---- FUENTE

Take significa golpe fuerte, Hiro es ‘que conozca mundo’. Así lo bautizó su padre, un karateca que llegó al máximo grado en esa disciplina. Takehiro es un samurái que llora, y eso no le da pena. Es un ‘chef-camaleón’, como se autodefine al momento de explicarme que “dependiendo del concepto, yo cambio el color de Ohno”. Esto le ha permitido adaptarse a trabajar con grandes restaurantes y asimilar sus estándares de producción, a liderar 120 cocineros y 500 empleados como lo hace hoy con una cadena de cafeterías bistró, a preparar esta degustación de ‘cocina de autor’ en la UNAB o ajustarse en algún momento de su vida a un puesto en el que no puede elegir lo que quiere hacer, sino que debe cocinar lo que le ordenen sus jefes o sus clientes.



Comer bien, en su opinión, es “vivir como los monos”, y suelta una carcajada. Entonces entrecruza las dos manos y dice que ese es el tamaño del estómago, de tal forma que es la máxima cantidad de alimento que se puede ingerir en cada comida –la mitad al menos en vitaminas y proteínas–. “Los monos bajan de la montaña y comen a las seis de la mañana, doce del mediodía y seis de la tarde. Eso es lo que debemos hacer y en esos horarios”, recomienda, soportado en sus conocimientos de nutricionista.

--------
---- REGISTROS DEL CONJUNTO

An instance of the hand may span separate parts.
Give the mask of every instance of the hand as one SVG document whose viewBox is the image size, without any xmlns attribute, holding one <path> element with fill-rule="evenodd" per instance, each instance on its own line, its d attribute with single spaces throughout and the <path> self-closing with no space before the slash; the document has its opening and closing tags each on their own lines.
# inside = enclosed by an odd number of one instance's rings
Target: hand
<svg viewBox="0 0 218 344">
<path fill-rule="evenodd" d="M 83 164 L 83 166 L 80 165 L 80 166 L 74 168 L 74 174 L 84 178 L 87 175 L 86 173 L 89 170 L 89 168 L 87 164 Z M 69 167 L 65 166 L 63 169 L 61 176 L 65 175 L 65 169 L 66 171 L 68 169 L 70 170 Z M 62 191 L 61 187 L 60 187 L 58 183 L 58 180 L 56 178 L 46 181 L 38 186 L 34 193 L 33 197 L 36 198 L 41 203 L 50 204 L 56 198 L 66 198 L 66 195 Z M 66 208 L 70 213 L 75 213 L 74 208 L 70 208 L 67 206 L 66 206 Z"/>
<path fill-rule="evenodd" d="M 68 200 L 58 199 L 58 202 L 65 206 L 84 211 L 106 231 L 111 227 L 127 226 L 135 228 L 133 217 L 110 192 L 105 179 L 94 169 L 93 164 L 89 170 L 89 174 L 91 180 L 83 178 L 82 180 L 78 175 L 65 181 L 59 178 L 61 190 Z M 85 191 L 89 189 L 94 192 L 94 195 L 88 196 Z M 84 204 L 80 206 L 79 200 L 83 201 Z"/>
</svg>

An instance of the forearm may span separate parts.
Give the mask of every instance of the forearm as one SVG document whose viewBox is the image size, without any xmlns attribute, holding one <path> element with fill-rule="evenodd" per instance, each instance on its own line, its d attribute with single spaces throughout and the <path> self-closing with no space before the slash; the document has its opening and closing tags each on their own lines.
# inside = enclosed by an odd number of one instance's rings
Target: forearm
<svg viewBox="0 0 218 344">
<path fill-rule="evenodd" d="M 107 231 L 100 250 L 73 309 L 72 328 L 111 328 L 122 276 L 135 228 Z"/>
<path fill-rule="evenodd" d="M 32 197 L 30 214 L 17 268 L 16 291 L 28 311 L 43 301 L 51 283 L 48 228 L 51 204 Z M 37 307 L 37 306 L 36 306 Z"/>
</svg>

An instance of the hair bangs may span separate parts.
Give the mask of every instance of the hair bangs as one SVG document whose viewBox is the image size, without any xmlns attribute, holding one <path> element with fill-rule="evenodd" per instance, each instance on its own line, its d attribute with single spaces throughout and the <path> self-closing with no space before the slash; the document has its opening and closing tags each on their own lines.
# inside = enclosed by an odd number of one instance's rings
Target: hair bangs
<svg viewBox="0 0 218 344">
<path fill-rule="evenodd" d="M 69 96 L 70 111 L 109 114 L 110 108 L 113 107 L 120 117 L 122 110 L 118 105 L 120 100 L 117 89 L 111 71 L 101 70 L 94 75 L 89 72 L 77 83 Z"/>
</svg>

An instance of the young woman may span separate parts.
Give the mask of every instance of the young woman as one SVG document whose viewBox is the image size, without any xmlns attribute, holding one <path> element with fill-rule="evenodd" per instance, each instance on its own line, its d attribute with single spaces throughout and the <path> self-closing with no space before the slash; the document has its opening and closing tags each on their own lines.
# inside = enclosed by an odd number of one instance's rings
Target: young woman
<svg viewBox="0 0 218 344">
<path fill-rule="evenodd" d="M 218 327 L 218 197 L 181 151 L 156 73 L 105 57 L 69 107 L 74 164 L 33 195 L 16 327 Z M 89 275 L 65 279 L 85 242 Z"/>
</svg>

--------

### ENUNCIADO DEL EJERCICIO 1
Según el texto sobre Takehiro Ohno, ¿por qué las dos manos entrecruzadas indican la cantidad máxima de alimento que se puede ingerir en cada comida? Responda en una o dos oraciones.
### ENUNCIADO DEL EJERCICIO 2
Reescriba como lista el párrafo de la fuente que comienza con «Take significa golpe fuerte» y conserve sus datos principales.
### ENUNCIADO DEL EJERCICIO 3
Resuma en dos oraciones el texto sobre Takehiro Ohno.

### SOLUCIÓN DEL EJERCICIO 1
Porque, según Takehiro, ese es el tamaño del estómago. Por eso esa medida corresponde a la máxima cantidad de alimento que se puede ingerir en cada comida.

### SOLUCIÓN DEL EJERCICIO 2
- El nombre Takehiro une «Take», que significa golpe fuerte, y «Hiro», que significa «que conozca mundo».
- Se lo puso su padre, un karateca que alcanzó el máximo grado en esa disciplina.
- Takehiro es un samurái que llora y no siente pena por ello.
- Se define como un «chef-camaleón» que cambia el color de Ohno según el concepto.
- Esa capacidad le ha permitido:
  - adaptarse a grandes restaurantes y asimilar sus estándares de producción;
  - liderar hoy a 120 cocineros y 500 empleados en una cadena de cafeterías bistró;
  - preparar una degustación de «cocina de autor» en la UNAB;
  - ajustarse a un puesto en el que cocina lo que le ordenan sus jefes o sus clientes.

### SOLUCIÓN DEL EJERCICIO 3
Takehiro, cuyo nombre le dio su padre karateca, se define como un «chef-camaleón» capaz de adaptarse a grandes restaurantes, de liderar a 120 cocineros y 500 empleados en una cadena de cafeterías bistró y de cocinar lo que le ordenen. Para él, comer bien es «vivir como los monos», es decir, comer a las seis de la mañana, a las doce del mediodía y a las seis de la tarde, sin superar el tamaño del estómago.